Required action >> Return, from the listing that follows, each line containing the word "upper".

Data shown >>
BEGIN

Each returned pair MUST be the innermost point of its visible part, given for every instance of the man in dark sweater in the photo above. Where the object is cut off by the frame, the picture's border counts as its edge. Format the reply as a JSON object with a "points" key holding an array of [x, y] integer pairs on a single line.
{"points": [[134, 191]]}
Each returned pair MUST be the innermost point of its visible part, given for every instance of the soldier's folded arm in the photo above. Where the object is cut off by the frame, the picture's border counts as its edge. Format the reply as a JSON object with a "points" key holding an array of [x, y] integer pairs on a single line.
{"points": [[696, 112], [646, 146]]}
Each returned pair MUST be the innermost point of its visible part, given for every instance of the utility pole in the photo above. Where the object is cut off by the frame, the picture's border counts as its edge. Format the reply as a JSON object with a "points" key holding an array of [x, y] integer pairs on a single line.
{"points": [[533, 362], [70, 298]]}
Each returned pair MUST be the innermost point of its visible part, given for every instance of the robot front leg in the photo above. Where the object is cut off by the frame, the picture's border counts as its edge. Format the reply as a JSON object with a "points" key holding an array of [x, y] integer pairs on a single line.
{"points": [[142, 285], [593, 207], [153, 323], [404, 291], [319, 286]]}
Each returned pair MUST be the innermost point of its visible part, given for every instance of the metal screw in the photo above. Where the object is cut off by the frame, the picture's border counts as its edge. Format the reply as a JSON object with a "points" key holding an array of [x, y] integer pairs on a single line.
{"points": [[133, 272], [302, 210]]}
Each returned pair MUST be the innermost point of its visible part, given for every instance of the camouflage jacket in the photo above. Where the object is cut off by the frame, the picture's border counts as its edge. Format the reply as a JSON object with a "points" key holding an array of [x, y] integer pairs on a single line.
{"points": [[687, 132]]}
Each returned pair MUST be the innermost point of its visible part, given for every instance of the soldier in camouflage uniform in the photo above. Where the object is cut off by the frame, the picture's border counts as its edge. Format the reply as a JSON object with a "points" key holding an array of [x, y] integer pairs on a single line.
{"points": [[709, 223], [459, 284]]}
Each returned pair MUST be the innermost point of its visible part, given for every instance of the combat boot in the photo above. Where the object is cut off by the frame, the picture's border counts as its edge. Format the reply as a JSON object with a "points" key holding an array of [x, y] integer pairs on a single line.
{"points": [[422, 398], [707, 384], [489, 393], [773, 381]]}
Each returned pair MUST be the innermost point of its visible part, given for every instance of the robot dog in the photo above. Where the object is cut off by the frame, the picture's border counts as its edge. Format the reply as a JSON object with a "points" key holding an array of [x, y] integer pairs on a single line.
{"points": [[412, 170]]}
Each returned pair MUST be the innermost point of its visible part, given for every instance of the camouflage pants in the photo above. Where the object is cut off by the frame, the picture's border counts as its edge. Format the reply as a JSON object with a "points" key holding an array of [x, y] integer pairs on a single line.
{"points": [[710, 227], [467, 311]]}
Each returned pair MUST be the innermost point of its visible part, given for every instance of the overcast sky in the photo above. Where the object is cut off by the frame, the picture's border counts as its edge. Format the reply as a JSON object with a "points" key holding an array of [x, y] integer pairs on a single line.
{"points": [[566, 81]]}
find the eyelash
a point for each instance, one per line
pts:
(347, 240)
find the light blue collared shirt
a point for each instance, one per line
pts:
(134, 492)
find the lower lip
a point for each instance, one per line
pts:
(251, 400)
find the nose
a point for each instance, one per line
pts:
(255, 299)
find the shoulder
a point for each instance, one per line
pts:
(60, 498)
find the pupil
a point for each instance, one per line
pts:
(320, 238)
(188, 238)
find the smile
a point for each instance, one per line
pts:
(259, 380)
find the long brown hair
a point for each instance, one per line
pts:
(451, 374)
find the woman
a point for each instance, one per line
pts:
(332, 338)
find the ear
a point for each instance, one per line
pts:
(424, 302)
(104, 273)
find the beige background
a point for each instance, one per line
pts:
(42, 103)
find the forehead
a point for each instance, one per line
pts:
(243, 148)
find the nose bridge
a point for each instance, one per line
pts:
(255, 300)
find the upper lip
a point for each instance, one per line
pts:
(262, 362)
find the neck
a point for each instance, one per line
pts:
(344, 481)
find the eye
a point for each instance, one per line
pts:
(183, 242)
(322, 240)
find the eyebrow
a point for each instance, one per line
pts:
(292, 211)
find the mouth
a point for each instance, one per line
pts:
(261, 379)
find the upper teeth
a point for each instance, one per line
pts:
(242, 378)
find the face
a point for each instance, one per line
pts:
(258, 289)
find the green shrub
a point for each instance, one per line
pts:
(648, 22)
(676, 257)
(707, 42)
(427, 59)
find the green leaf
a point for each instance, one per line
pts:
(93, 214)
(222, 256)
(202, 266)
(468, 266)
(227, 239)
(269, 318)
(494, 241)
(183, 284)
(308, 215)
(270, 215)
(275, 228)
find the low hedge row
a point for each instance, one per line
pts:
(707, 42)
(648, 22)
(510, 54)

END

Response >>
find the upper lip
find the upper teeth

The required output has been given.